#### [Problem requirements]
Copy each entry as it stands, leaving nothing out.

•••

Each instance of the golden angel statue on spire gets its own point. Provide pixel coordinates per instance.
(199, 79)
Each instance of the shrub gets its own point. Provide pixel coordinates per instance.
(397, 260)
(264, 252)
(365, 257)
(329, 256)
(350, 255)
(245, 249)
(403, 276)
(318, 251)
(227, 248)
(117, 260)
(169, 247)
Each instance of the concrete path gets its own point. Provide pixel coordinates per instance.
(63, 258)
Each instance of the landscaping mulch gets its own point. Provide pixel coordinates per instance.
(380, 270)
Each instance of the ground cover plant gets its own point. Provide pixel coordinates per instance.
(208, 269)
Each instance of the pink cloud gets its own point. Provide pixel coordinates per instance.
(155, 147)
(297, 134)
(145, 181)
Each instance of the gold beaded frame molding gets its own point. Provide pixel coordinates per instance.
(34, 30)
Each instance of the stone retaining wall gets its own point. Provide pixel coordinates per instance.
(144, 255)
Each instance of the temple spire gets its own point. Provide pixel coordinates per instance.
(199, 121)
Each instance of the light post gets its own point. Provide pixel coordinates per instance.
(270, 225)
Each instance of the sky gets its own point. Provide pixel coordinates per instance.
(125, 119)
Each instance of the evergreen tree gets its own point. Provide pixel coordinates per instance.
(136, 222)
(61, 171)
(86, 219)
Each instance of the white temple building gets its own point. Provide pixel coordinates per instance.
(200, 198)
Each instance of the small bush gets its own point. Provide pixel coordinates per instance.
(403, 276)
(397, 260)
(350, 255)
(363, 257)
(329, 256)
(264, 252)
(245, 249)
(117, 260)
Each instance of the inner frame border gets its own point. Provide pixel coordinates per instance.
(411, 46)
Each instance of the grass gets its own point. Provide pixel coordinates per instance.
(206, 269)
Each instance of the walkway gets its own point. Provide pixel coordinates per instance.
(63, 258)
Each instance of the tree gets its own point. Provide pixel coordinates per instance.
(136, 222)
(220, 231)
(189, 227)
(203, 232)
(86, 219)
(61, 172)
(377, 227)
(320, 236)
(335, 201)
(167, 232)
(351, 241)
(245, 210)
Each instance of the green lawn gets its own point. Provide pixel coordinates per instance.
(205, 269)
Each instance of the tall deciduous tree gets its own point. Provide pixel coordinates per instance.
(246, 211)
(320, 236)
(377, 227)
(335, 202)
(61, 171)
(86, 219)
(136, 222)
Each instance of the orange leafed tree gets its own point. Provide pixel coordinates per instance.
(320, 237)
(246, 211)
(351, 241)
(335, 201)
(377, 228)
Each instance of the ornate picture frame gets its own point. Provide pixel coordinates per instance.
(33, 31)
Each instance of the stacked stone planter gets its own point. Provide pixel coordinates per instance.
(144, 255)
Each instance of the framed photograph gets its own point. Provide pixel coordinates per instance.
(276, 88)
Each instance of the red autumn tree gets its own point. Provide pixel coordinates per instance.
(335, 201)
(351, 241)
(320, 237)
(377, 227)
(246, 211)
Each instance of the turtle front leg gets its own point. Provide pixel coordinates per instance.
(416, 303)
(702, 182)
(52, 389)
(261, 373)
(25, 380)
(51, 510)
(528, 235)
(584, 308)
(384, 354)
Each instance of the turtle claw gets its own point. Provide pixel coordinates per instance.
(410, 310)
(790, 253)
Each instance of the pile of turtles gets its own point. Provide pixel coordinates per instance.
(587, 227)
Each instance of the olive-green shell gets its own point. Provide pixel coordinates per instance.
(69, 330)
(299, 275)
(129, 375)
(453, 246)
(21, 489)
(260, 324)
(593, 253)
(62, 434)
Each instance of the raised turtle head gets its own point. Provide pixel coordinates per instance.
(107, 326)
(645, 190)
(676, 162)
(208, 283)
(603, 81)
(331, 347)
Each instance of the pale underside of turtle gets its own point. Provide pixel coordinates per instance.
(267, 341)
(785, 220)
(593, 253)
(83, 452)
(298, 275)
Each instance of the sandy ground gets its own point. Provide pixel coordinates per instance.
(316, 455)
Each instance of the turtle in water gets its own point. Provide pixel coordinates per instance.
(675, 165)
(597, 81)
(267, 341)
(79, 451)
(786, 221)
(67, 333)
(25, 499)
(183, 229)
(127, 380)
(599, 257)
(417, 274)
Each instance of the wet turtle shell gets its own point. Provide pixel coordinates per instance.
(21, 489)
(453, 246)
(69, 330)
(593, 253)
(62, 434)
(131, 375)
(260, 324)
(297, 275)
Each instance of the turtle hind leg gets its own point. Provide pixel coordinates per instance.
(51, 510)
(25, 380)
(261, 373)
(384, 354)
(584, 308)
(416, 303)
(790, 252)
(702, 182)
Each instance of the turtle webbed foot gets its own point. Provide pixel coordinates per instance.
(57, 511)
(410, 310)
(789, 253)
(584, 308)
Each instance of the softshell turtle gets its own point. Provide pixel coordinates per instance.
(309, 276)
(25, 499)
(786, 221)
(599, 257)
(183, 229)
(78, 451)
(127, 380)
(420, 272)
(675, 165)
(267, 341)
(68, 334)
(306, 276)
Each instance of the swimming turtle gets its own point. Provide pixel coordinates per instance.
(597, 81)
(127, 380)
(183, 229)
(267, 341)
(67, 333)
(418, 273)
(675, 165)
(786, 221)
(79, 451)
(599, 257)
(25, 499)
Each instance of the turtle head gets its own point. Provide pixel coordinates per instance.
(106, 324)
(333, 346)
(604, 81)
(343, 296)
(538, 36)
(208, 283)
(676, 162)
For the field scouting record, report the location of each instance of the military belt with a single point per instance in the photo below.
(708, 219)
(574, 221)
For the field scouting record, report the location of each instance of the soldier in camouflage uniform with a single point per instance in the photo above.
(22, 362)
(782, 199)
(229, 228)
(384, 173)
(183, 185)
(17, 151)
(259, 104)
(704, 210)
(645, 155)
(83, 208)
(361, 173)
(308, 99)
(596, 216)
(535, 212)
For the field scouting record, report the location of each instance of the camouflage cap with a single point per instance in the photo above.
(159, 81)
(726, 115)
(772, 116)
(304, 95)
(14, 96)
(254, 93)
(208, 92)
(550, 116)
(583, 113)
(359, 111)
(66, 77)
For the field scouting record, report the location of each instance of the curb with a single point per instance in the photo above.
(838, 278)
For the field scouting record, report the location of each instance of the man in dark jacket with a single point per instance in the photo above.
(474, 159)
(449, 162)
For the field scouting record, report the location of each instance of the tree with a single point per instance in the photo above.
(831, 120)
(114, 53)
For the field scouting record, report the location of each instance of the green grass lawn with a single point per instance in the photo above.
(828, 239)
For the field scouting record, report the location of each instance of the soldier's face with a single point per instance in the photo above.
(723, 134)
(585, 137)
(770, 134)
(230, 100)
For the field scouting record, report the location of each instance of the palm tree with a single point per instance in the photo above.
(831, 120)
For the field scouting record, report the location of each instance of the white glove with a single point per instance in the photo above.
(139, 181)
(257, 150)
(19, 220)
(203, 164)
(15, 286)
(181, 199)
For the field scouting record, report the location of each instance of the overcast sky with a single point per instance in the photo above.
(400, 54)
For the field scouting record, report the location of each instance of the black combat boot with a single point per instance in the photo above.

•••

#### [Task response]
Each instance of the golden angel statue on spire gets its own point. Provide pixel coordinates per instance.
(199, 79)
Each instance of the shrub gets its own point. Provide pixel coordinates per instance.
(397, 260)
(264, 252)
(365, 257)
(329, 256)
(350, 255)
(245, 249)
(403, 276)
(318, 251)
(227, 248)
(117, 260)
(169, 247)
Each instance of the concrete path gets its own point. Provide pixel coordinates per instance.
(63, 258)
Each instance of the landscaping mulch gets its own point. Provide pixel coordinates per instance.
(380, 270)
Each instance of the ground cover plant gets its own point. Provide pixel coordinates per instance.
(208, 269)
Each instance of the pink cloud gets its own point. Provide pixel coordinates per instance.
(155, 147)
(297, 134)
(145, 181)
Each instance of the gold beaded frame molding gets its own point. Provide pixel coordinates per instance.
(34, 30)
Each instance of the stone retaining wall gets its own point. Provide pixel coordinates per instance.
(144, 255)
Each instance of the temple spire gets its own point. Provide pixel coordinates per instance.
(199, 121)
Each instance of the light post gets its own point. Provide pixel coordinates per instance.
(270, 225)
Each instance of the sky gets its own point. Provide pixel coordinates per instance.
(125, 119)
Each instance of the evergreen tree gets its own point. Provide pixel coordinates per instance.
(136, 222)
(61, 171)
(86, 219)
Each instance of the white temple building gets its own point. Provide pixel coordinates per instance.
(200, 198)
Each instance of the small bush gets its own point. Provide pixel coordinates per instance.
(403, 276)
(397, 260)
(350, 255)
(363, 257)
(329, 256)
(264, 252)
(245, 249)
(117, 260)
Each instance of the inner frame border gets its own point. Provide pixel coordinates per instance.
(411, 46)
Each instance of the grass gets its own point. Provide pixel coordinates per instance.
(206, 269)
Each instance of the walkway gets its own point. Provide pixel coordinates per instance.
(63, 258)
Each instance of the tree gets its own point. Provide pixel coordinates per instance.
(136, 222)
(220, 231)
(189, 227)
(203, 232)
(86, 219)
(61, 172)
(377, 227)
(320, 236)
(335, 201)
(167, 232)
(351, 241)
(245, 210)
Each instance of the green lawn gets its own point. Provide pixel coordinates per instance.
(205, 269)
Each instance of the tall deciduous tree gets its own point. Provide pixel coordinates per instance.
(246, 211)
(320, 236)
(377, 227)
(335, 202)
(61, 171)
(86, 219)
(136, 222)
Each instance of the orange leafed tree gets its own point. Provide pixel coordinates per instance.
(320, 237)
(246, 211)
(351, 241)
(335, 201)
(377, 228)
Each instance of the ornate picture frame gets its own point. Provide pixel coordinates per instance.
(33, 31)
Each instance of the stacked stone planter gets its own point. Provide pixel coordinates per instance.
(144, 255)
Each instance of the framed photograph gets its own point. Provide pixel coordinates per instance.
(276, 88)
Each instance of the red autumn tree gets its own point. Provide pixel coordinates per instance.
(335, 201)
(351, 241)
(320, 237)
(377, 227)
(246, 211)
Each instance of the turtle front leg gets its own point. Provide pixel coordinates per instance.
(416, 303)
(702, 182)
(52, 389)
(261, 373)
(25, 380)
(51, 510)
(528, 235)
(584, 308)
(384, 354)
Each instance of the turtle claw gets its own point. Provide pixel coordinates per instance.
(410, 310)
(790, 253)
Each instance of the pile of turtles gets its own point. Provide pixel coordinates per instance.
(587, 227)
Each instance of the olive-green shell gets its own point. Provide pixel coordinates per instance.
(69, 330)
(299, 275)
(129, 375)
(453, 246)
(21, 489)
(260, 324)
(593, 253)
(62, 434)
Each instance of the raised turtle head gets its own point. Provide pixel coordinates per instance.
(107, 326)
(645, 190)
(676, 162)
(208, 283)
(603, 81)
(331, 347)
Each instance of the pale underside of turtle gets its own point. Provide pixel coordinates per instance.
(267, 341)
(785, 220)
(593, 253)
(83, 452)
(298, 275)
Each instance of the sandy ground gets its own point. Provide pixel coordinates per instance.
(316, 455)
Each instance of the turtle in water gets its own point. Provide pixel coordinates per instance.
(675, 165)
(597, 81)
(267, 341)
(79, 451)
(786, 221)
(67, 333)
(25, 499)
(183, 229)
(127, 380)
(599, 257)
(417, 274)
Each instance of the wet turtle shell gets its own point. Provide pixel coordinates per instance.
(21, 489)
(453, 246)
(69, 330)
(593, 253)
(62, 434)
(131, 375)
(260, 324)
(297, 275)
Each instance of the turtle hind leg gets its own point. Provide pixel coordinates per instance.
(51, 510)
(25, 380)
(261, 373)
(384, 354)
(584, 308)
(416, 303)
(790, 252)
(702, 182)
Each instance of the turtle webbed foot gets its own point. Provide pixel coordinates per instance.
(57, 511)
(410, 310)
(789, 253)
(584, 308)
Each instance of the softshell turtle gets its own point. Provide pixel coordinates per instance.
(309, 276)
(25, 499)
(786, 221)
(599, 257)
(183, 229)
(78, 451)
(127, 380)
(420, 272)
(675, 165)
(267, 341)
(68, 334)
(306, 276)
Each instance of the swimming turtle gets its own point. Provide pixel coordinates per instance.
(597, 81)
(127, 380)
(183, 229)
(267, 341)
(67, 333)
(418, 273)
(675, 165)
(786, 221)
(79, 451)
(599, 257)
(25, 499)
Each instance of the turtle head gets its own point. Provide pixel coordinates per instance.
(106, 324)
(333, 346)
(604, 81)
(343, 296)
(538, 36)
(208, 283)
(676, 162)
For the field scouting record, report the location of each instance of the military belt with a single point per instance in the photo below.
(708, 219)
(574, 221)
For the field scouting record, report the location of each instance of the soldier in camouflage uniform with a single point per instance in the photo above.
(22, 362)
(782, 199)
(229, 228)
(384, 173)
(183, 185)
(17, 151)
(259, 104)
(704, 210)
(645, 155)
(83, 208)
(361, 173)
(308, 99)
(596, 216)
(535, 212)
For the field scouting record, report the location of each instance of the camouflage cap with a single point per instance in the photo above.
(159, 81)
(726, 115)
(772, 116)
(304, 95)
(14, 96)
(254, 93)
(208, 92)
(550, 116)
(583, 113)
(359, 111)
(66, 77)
For the field scouting record, report the location of each instance of the curb with a single point per instance in the photo above.
(838, 278)
For the field scouting record, report the location of each instance of the man in dark jacket with a single point per instance in the photo above.
(474, 159)
(449, 162)
For the field scouting record, report the location of each instance of the tree with a single point per instance in the photo above.
(831, 120)
(114, 53)
For the field scouting record, report the location of each instance of the green grass lawn with a single point per instance in the photo above.
(828, 239)
For the field scouting record, report the location of each instance of the soldier's face with a single point per instance in the photo above.
(723, 134)
(585, 137)
(770, 134)
(230, 100)
For the field scouting record, report the location of each instance of the palm tree with a single point per instance in the photo above.
(831, 120)
For the field scouting record, report the location of each instance of the white glove with a single point per instance in the photo above.
(139, 181)
(257, 150)
(19, 220)
(203, 164)
(15, 286)
(181, 199)
For the field scouting record, report the location of each instance of the overcast sky with a single point per instance in the photo above.
(400, 54)
For the field scouting record, report the location of each instance of the black combat boot with a single point per instance in the photo above.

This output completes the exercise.